EXCERPT TO READ:
Inserting a new row into a B-tree modifies an index page. If a concurrent serializable transaction holds an SIReadLock on that index page, PostgreSQL records the rw-conflict. This is how SSI detects phantoms: a concurrent INSERT that would have been visible to the reading transaction’s query condition.
Not all index types support fine-grained predicate locking. B-tree has full support. GiST and GIN have partial support (relation-level locks only in some cases). Other index types fall back to relation-level predicate locks on the heap.
The rw-conflict graph
PostgreSQL maintains an in-memory directed graph of rw-conflicts between active serializable transactions. Each node is a transaction. Each edge is an rw-conflict: “transaction T1 read something that concurrent transaction T2 wrote.”
At commit time, PostgreSQL checks whether the committing transaction is part of a dangerous structure in this graph. It looks for two rw-conflict edges that share a common pivot transaction, where the “out” transaction has already committed.
Two optimizations reduce false rollbacks.
Tout must commit first. The Cahill et al. proof shows that an anomaly can only occur if Tout (the last transaction in the dangerous structure) commits before the others. PostgreSQL waits to see which transactions commit before declaring a failure. Many dangerous structures resolve themselves: if Tout aborts, the structure is harmless.

AIM OF THE TASK:
In the excerpt on PostgreSQL's rw-conflict graph, which index type has full support for fine-grained predicate locking?

[Position annotation records]
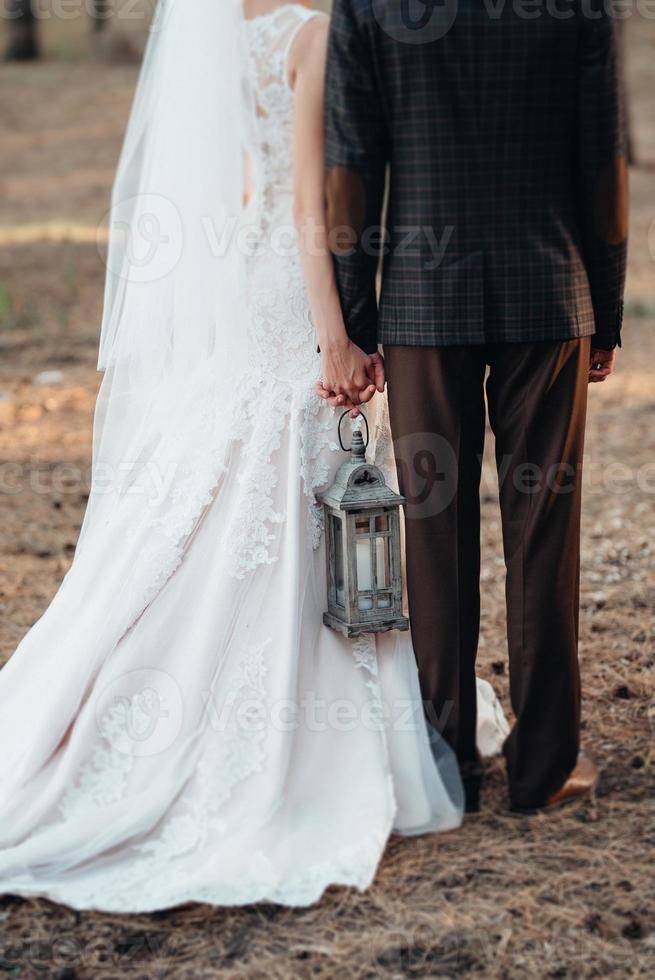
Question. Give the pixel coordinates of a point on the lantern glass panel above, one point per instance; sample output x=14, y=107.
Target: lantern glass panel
x=364, y=570
x=339, y=582
x=382, y=522
x=382, y=562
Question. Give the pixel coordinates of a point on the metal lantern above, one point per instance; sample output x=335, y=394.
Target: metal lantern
x=362, y=522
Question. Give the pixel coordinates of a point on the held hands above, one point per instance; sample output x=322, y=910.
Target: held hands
x=350, y=377
x=601, y=364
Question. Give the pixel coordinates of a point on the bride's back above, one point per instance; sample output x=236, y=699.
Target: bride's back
x=269, y=38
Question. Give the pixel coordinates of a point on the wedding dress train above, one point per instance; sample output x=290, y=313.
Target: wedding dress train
x=180, y=725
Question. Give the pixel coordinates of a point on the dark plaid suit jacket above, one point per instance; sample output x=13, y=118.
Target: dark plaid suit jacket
x=506, y=218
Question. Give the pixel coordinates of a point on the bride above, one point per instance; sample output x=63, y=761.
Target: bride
x=180, y=725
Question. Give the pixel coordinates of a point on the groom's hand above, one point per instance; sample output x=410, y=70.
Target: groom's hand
x=349, y=376
x=601, y=364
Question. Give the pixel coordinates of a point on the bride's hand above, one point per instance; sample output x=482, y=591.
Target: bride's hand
x=349, y=377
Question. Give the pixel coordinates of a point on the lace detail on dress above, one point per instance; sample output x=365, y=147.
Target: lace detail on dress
x=103, y=780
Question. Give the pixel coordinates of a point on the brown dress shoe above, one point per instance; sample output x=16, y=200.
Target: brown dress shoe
x=582, y=781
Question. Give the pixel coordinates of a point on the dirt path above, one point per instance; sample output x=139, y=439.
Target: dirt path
x=572, y=896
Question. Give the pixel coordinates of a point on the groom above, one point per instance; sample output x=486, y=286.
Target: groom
x=505, y=253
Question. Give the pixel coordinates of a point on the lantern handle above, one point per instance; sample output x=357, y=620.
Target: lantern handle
x=368, y=433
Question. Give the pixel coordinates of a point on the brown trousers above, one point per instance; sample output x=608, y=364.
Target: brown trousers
x=537, y=396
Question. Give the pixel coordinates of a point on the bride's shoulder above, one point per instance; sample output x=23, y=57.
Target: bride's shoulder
x=309, y=45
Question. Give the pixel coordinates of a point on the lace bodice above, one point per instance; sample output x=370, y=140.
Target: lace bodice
x=269, y=39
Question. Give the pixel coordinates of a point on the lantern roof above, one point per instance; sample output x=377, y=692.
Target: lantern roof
x=359, y=485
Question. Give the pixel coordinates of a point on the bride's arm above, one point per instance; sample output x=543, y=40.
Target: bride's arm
x=347, y=372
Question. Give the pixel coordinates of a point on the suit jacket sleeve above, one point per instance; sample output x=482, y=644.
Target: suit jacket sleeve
x=602, y=171
x=356, y=156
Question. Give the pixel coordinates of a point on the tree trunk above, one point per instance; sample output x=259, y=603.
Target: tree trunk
x=100, y=14
x=23, y=45
x=630, y=146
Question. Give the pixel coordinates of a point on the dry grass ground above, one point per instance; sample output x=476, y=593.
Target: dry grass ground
x=569, y=896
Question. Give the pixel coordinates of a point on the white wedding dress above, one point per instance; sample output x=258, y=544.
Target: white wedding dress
x=180, y=725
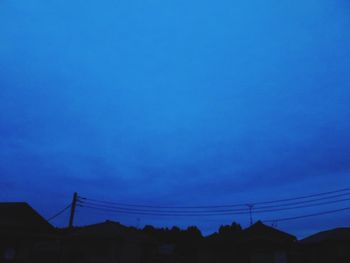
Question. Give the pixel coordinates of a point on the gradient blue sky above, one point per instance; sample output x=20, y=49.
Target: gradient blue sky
x=174, y=102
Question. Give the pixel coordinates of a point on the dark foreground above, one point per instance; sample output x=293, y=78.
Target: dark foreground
x=26, y=237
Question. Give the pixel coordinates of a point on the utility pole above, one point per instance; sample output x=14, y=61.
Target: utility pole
x=72, y=210
x=250, y=206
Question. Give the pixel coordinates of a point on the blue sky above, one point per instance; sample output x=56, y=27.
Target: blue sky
x=174, y=102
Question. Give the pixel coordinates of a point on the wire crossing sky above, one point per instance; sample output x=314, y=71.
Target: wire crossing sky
x=174, y=103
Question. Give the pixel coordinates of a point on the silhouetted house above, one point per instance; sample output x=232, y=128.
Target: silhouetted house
x=264, y=244
x=25, y=235
x=106, y=242
x=327, y=246
x=257, y=244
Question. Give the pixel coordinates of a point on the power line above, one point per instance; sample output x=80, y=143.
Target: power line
x=308, y=215
x=202, y=213
x=59, y=213
x=82, y=199
x=299, y=204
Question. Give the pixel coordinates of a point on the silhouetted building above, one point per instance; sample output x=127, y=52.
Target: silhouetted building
x=257, y=244
x=106, y=242
x=327, y=246
x=25, y=236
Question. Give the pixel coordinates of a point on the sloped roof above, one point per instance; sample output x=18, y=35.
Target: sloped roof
x=107, y=229
x=337, y=234
x=21, y=216
x=260, y=231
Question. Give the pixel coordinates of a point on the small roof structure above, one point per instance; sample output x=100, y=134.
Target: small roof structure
x=106, y=230
x=20, y=216
x=262, y=232
x=336, y=234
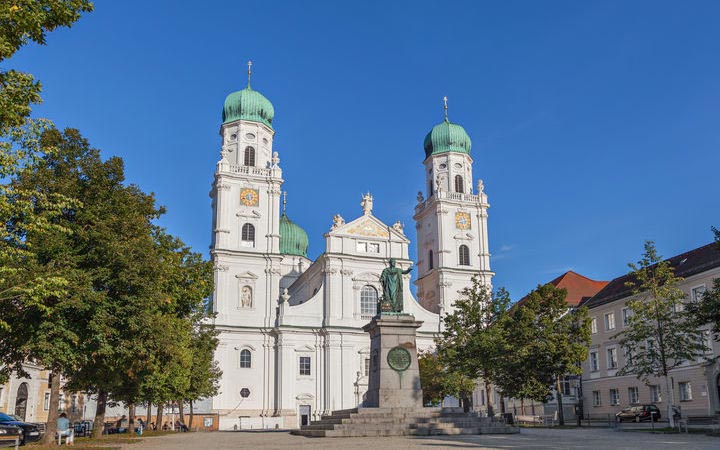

EXERCISE OUTPUT:
B-tree